■ **Consigne de l'exercice**
D'après l'extrait, en combien de langues le site womenaction.org présente-t-il ses informations ?

■ **Extrait cité**

Mme Caroline Méchin : C'est dans cet esprit que nous vous avions envoyé le rapport.

Mme Françoise Gaspard : Il a été adressé aux Délégations parlementaires et aux ONG afin que l'on puisse inclure dans le rapport définitif les observations des différentes institutions.

Mme Yvette Roudy : En fait, il serait intéressant que notre Délégation suive un peu plus les travaux européens. Il y a là une filière à trouver, une pratique à inventer, car ce n'est que dans le mouvement que l'on pourra exister. Si nous sommes offensives et que nous faisons des propositions, la reconnaissance viendra.

Mme Béatrice d'Huart : Les autorités américaines ont l'intention d'organiser, pendant la session spéciale, un certain nombre d'événements sur lesquels nous n'avons pas encore beaucoup d'informations.

Mme Françoise Gaspard : En effet, une déclaration à ce sujet a été faite le dernier jour, et un document a été distribué.

Mme Yvette Roudy : L'organisation Now qui a un réseau dans de nombreux pays devrait être très active.

Mme Françoise Gaspard : Nous n'avons pas beaucoup vu Now ces derniers temps.

Mme Yvette Roudy : Les femmes de cette organisation se sont en effet divisées à propos de l'affaire Monica Lewinsky : certaines ont défendu le président Clinton en criant à la manipulation politique, tandis que les autres ont considéré qu'il avait eu une attitude scandaleuse.

Mme Françoise Gaspard : Il convient d'analyser l'évolution des ONG. Nous sommes en train d'assister, notamment en raison des nouveaux moyens de communication, à la création de nouvelles ONG, extrêmement sectorielles, extrêmement pointues, professionnelles et internationales. Les ONG nationales, plus généralistes, sont en train de reculer par rapport à des réseaux de femmes juristes ou des réseaux de femmes des médias qui renouvellent profondément le débat, ainsi que le lien entre État, institutions internationales et société civile.

Il existe, par exemple, un site sur Internet - en dehors de womenwatch, qui est le site des Nations-unies sur les femmes- qui s'appelle womenaction.org sur lequel vous avez les toutes dernières informations, en trois langues, sur les débats de l'ONU et sur ce qui se passe au niveau international, par exemple les positions des ONG, à Seattle ou ailleurs.

(Entrées d'un jeu d'annotation par points)
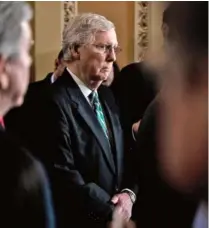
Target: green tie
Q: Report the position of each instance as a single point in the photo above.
(94, 99)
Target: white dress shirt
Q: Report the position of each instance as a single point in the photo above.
(86, 92)
(84, 89)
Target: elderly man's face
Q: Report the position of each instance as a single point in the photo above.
(96, 59)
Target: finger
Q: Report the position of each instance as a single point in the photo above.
(114, 199)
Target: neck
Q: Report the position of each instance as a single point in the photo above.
(5, 105)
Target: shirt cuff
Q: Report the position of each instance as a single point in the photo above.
(129, 190)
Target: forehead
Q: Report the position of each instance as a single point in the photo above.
(26, 32)
(107, 37)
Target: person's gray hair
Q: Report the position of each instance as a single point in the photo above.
(81, 30)
(12, 14)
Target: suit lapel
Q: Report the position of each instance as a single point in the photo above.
(82, 106)
(115, 126)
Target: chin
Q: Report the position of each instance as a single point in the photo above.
(94, 85)
(18, 101)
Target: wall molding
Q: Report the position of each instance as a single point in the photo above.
(70, 10)
(141, 22)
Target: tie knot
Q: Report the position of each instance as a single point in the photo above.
(93, 97)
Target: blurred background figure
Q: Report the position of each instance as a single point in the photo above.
(113, 76)
(184, 108)
(25, 194)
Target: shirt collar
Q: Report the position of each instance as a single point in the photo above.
(84, 89)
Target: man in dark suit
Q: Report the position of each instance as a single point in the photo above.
(25, 194)
(18, 117)
(77, 132)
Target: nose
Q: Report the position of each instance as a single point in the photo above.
(111, 56)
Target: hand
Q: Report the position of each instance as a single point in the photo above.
(118, 220)
(135, 127)
(123, 204)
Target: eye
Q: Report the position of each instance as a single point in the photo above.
(101, 46)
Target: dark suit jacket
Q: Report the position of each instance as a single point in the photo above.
(159, 204)
(18, 119)
(84, 171)
(25, 194)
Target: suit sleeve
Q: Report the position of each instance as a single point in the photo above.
(54, 144)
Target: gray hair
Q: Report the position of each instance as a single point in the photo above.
(12, 14)
(81, 30)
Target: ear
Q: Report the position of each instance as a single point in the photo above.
(4, 78)
(75, 52)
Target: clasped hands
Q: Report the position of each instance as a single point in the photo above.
(123, 206)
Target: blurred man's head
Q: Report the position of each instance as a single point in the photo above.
(59, 65)
(165, 21)
(15, 61)
(90, 46)
(184, 112)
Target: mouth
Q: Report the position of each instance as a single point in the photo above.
(105, 69)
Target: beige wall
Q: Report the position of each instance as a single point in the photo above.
(155, 21)
(48, 24)
(48, 27)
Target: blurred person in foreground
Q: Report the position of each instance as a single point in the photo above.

■ **Réponse attendue**
En trois langues.